+++ Material shown

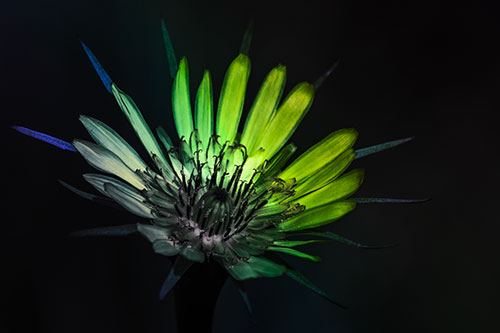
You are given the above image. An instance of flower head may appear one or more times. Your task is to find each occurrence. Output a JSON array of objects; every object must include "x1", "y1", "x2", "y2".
[{"x1": 16, "y1": 22, "x2": 418, "y2": 304}]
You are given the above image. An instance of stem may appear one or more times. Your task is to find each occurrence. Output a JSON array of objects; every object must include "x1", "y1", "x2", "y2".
[{"x1": 174, "y1": 262, "x2": 227, "y2": 333}]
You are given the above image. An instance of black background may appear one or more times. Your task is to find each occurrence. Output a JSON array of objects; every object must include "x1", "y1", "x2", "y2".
[{"x1": 0, "y1": 0, "x2": 500, "y2": 333}]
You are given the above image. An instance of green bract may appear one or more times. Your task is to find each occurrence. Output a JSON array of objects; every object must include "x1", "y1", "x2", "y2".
[
  {"x1": 14, "y1": 24, "x2": 416, "y2": 301},
  {"x1": 74, "y1": 42, "x2": 364, "y2": 280}
]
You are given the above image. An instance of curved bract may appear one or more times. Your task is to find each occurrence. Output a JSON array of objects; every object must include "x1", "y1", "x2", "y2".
[{"x1": 15, "y1": 25, "x2": 418, "y2": 304}]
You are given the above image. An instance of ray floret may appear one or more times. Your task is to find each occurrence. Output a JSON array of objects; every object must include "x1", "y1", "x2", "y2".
[{"x1": 14, "y1": 22, "x2": 422, "y2": 304}]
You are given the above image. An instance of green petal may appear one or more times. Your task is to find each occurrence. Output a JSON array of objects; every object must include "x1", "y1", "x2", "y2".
[
  {"x1": 111, "y1": 83, "x2": 168, "y2": 165},
  {"x1": 291, "y1": 231, "x2": 395, "y2": 249},
  {"x1": 226, "y1": 257, "x2": 287, "y2": 280},
  {"x1": 70, "y1": 224, "x2": 137, "y2": 237},
  {"x1": 279, "y1": 128, "x2": 358, "y2": 182},
  {"x1": 256, "y1": 82, "x2": 314, "y2": 160},
  {"x1": 277, "y1": 200, "x2": 356, "y2": 232},
  {"x1": 356, "y1": 137, "x2": 414, "y2": 159},
  {"x1": 241, "y1": 65, "x2": 286, "y2": 155},
  {"x1": 294, "y1": 149, "x2": 356, "y2": 196},
  {"x1": 172, "y1": 57, "x2": 193, "y2": 139},
  {"x1": 137, "y1": 223, "x2": 170, "y2": 243},
  {"x1": 294, "y1": 169, "x2": 365, "y2": 209},
  {"x1": 216, "y1": 54, "x2": 250, "y2": 143},
  {"x1": 156, "y1": 127, "x2": 183, "y2": 176},
  {"x1": 80, "y1": 115, "x2": 147, "y2": 171},
  {"x1": 267, "y1": 246, "x2": 321, "y2": 262},
  {"x1": 286, "y1": 268, "x2": 346, "y2": 309},
  {"x1": 194, "y1": 71, "x2": 214, "y2": 146},
  {"x1": 153, "y1": 239, "x2": 179, "y2": 257},
  {"x1": 73, "y1": 140, "x2": 145, "y2": 190},
  {"x1": 104, "y1": 183, "x2": 154, "y2": 219}
]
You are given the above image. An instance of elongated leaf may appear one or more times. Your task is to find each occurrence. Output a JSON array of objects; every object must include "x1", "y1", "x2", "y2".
[
  {"x1": 289, "y1": 231, "x2": 396, "y2": 249},
  {"x1": 231, "y1": 278, "x2": 253, "y2": 319},
  {"x1": 277, "y1": 200, "x2": 356, "y2": 232},
  {"x1": 159, "y1": 256, "x2": 193, "y2": 300},
  {"x1": 58, "y1": 180, "x2": 122, "y2": 210},
  {"x1": 12, "y1": 126, "x2": 77, "y2": 152},
  {"x1": 356, "y1": 137, "x2": 414, "y2": 159},
  {"x1": 225, "y1": 257, "x2": 286, "y2": 281},
  {"x1": 80, "y1": 41, "x2": 113, "y2": 94},
  {"x1": 240, "y1": 20, "x2": 254, "y2": 55},
  {"x1": 172, "y1": 57, "x2": 193, "y2": 140},
  {"x1": 194, "y1": 71, "x2": 214, "y2": 144},
  {"x1": 267, "y1": 246, "x2": 322, "y2": 262},
  {"x1": 70, "y1": 224, "x2": 137, "y2": 237},
  {"x1": 314, "y1": 58, "x2": 340, "y2": 90}
]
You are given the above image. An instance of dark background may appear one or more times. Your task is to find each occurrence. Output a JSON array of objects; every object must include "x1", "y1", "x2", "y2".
[{"x1": 0, "y1": 0, "x2": 500, "y2": 333}]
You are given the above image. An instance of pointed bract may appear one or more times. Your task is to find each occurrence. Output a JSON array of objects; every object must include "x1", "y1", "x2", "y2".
[{"x1": 215, "y1": 54, "x2": 250, "y2": 143}]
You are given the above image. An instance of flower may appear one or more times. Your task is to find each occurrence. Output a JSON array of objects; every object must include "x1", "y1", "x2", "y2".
[{"x1": 14, "y1": 22, "x2": 418, "y2": 301}]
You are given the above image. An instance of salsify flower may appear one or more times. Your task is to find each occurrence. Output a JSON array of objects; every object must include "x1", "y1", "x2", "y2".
[{"x1": 15, "y1": 20, "x2": 422, "y2": 302}]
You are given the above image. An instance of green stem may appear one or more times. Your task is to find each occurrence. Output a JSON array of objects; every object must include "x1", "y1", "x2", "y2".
[{"x1": 174, "y1": 262, "x2": 227, "y2": 333}]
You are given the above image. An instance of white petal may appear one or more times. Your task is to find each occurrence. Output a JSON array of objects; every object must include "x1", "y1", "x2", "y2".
[
  {"x1": 73, "y1": 140, "x2": 145, "y2": 190},
  {"x1": 80, "y1": 115, "x2": 147, "y2": 170}
]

++++++

Copy out every line above that contains the word "petal".

You are given the above image. An instance of green petal may appear one or more times. Your task is to find each occurrence. Output a JSON array of objects; every object must include "x1", "y1", "x2", "y2".
You are given the above image. An instance of white petal may appear one or more times. Your task is to find each occurrence. Output a JSON array of objects; every object must include "x1", "y1", "x2", "y2".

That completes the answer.